◆ PROVIDED ENTRIES:
# # # # # # #
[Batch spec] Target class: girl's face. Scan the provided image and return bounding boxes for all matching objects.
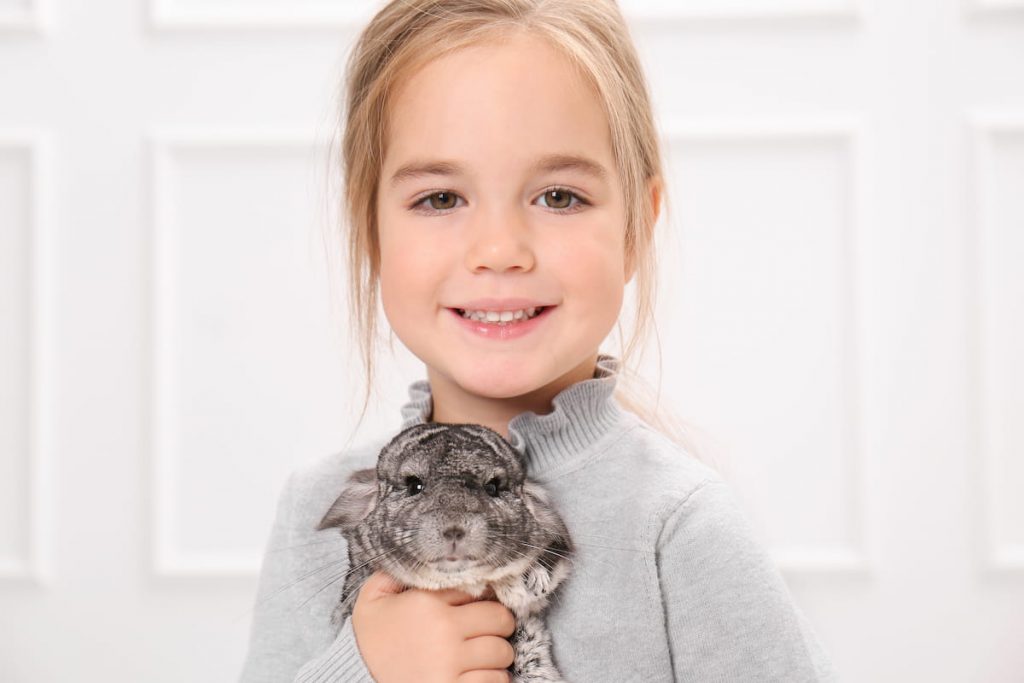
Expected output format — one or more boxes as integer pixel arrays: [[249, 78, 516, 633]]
[[377, 34, 632, 411]]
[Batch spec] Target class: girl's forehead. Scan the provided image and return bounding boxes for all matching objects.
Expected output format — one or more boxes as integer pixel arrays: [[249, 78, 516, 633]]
[[385, 35, 611, 178]]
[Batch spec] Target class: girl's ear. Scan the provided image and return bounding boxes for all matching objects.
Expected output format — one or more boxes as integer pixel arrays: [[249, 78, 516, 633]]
[[316, 469, 377, 531]]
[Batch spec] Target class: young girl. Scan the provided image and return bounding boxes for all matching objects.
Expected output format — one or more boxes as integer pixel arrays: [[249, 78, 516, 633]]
[[242, 0, 836, 683]]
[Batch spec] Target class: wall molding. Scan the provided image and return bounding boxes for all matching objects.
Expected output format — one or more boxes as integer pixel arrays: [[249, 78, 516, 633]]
[[964, 110, 1024, 573], [0, 129, 57, 586]]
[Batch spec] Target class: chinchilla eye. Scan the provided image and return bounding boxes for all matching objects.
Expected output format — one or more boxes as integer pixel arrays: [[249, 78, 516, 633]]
[[406, 476, 423, 496]]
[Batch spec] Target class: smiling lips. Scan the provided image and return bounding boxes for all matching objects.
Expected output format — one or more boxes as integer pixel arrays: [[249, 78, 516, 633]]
[[449, 302, 556, 340]]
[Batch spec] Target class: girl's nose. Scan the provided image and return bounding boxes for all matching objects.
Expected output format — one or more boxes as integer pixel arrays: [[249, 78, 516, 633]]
[[465, 212, 535, 272]]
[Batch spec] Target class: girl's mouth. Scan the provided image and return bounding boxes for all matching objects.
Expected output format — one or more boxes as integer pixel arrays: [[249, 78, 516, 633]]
[[449, 306, 557, 339]]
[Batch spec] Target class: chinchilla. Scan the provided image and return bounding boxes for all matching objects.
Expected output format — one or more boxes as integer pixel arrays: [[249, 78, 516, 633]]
[[317, 423, 575, 683]]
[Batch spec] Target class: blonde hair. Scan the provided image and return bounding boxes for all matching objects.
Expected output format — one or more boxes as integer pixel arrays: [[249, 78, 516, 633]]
[[323, 0, 698, 464]]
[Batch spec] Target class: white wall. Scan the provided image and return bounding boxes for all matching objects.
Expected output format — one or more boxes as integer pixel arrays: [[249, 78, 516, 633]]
[[0, 0, 1024, 683]]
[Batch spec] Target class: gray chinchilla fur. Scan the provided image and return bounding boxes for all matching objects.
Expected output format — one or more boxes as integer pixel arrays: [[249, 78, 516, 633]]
[[317, 423, 574, 683]]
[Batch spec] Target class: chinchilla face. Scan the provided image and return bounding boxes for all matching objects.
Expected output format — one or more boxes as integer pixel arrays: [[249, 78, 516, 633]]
[[319, 423, 568, 587]]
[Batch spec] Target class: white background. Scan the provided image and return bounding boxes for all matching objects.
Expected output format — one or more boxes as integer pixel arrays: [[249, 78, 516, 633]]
[[0, 0, 1024, 683]]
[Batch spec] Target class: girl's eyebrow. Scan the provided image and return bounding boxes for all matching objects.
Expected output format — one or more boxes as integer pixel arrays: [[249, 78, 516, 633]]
[[390, 154, 608, 186]]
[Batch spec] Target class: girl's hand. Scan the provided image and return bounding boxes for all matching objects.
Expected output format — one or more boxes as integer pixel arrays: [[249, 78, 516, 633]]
[[351, 571, 515, 683]]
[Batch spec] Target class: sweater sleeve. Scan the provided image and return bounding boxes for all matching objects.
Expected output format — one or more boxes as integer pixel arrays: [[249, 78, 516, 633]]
[[656, 480, 838, 683], [241, 472, 375, 683]]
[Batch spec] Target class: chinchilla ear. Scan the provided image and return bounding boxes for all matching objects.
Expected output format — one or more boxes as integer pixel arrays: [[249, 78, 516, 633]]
[[522, 479, 574, 563], [316, 469, 377, 531]]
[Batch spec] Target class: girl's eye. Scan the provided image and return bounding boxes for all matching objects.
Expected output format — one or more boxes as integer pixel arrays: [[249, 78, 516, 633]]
[[541, 187, 586, 213], [412, 187, 590, 215]]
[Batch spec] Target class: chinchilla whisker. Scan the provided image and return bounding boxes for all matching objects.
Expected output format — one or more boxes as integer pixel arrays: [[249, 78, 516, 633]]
[[299, 548, 397, 607], [256, 561, 352, 605]]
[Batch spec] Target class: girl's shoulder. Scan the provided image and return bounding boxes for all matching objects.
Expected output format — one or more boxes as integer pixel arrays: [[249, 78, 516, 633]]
[[280, 437, 387, 533], [605, 414, 725, 500]]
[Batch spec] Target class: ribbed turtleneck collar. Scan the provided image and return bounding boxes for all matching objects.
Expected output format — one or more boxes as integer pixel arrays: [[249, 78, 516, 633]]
[[401, 353, 625, 476]]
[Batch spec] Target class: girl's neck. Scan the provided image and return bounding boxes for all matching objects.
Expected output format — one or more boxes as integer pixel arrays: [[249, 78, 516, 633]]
[[427, 352, 598, 438]]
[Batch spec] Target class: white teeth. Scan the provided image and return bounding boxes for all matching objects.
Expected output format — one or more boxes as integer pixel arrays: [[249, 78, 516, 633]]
[[462, 306, 541, 324]]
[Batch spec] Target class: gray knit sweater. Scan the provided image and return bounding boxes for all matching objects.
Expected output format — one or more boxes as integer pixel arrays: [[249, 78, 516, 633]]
[[241, 354, 838, 683]]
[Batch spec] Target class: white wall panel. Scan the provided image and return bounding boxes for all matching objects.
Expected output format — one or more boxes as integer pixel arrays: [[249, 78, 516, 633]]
[[152, 132, 343, 575], [0, 0, 45, 35], [658, 121, 867, 571]]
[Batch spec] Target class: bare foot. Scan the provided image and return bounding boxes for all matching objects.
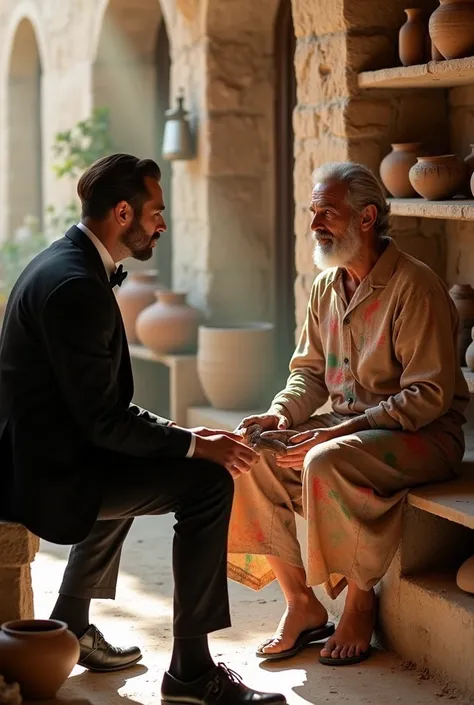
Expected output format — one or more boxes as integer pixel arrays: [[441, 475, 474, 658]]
[[258, 590, 328, 654], [321, 586, 376, 659]]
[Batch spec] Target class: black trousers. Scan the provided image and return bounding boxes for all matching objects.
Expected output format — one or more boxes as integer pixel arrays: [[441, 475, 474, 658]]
[[59, 456, 234, 638]]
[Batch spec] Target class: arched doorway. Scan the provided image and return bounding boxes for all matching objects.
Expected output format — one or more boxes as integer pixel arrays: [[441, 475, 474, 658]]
[[274, 0, 296, 377], [93, 0, 171, 286], [6, 18, 43, 237]]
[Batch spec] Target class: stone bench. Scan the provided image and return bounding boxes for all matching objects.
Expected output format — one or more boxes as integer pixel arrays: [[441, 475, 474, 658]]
[[0, 521, 39, 624]]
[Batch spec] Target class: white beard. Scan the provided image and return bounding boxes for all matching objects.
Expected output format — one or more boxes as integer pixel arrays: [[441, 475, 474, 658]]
[[313, 222, 361, 270]]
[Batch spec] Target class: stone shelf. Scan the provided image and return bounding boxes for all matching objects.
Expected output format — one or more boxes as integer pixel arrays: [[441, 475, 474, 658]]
[[462, 367, 474, 394], [388, 198, 474, 221], [359, 56, 474, 88]]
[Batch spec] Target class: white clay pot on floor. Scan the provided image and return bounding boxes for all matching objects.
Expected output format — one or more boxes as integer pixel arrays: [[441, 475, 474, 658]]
[[456, 556, 474, 595], [197, 322, 275, 411], [136, 291, 201, 355]]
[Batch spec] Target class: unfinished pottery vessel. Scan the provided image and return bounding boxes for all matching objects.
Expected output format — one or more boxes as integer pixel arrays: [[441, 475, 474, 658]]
[[398, 7, 428, 66], [409, 154, 467, 201], [0, 619, 79, 700], [135, 291, 201, 355], [456, 556, 474, 595], [380, 142, 421, 198], [197, 323, 275, 411], [117, 269, 166, 344], [449, 284, 474, 366], [429, 0, 474, 59]]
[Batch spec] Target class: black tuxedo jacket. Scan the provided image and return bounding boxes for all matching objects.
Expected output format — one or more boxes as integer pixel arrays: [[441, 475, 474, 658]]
[[0, 226, 191, 544]]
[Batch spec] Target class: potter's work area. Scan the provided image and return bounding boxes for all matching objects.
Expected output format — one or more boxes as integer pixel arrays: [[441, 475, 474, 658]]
[[31, 516, 467, 705]]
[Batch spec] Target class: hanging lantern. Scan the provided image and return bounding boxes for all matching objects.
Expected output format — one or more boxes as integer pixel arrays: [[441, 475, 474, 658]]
[[163, 93, 193, 161]]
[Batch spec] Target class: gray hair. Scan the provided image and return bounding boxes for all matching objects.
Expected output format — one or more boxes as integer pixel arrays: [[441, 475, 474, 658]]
[[313, 162, 391, 237]]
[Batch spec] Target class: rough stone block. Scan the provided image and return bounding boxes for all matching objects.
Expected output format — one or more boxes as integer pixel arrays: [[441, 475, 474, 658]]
[[292, 0, 345, 38], [0, 522, 39, 570], [0, 564, 34, 624]]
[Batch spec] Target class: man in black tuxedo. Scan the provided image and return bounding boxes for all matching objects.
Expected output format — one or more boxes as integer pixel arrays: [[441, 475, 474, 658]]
[[0, 154, 286, 705]]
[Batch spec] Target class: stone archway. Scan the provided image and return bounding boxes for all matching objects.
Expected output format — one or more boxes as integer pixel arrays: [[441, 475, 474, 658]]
[[92, 0, 171, 285], [6, 18, 43, 237]]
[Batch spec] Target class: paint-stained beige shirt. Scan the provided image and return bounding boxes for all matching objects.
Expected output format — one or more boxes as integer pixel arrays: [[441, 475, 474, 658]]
# # # # # # #
◆ YOUR TASK: Write out the lines in the records again without any change, starting at the line that contains "[Batch spec] Target class: white teeth." and ending at the line that contains "[[462, 306, 541, 324]]", both of those lines included.

◆ ANSWER TO THIS EXERCISE:
[Batch spec] Target class: white teeth. Scan the provided image and return bounding boxes for all matching objects.
Expected output format — one or more boxes as integer pixel arrays: [[249, 78, 516, 633]]
[[462, 306, 541, 324]]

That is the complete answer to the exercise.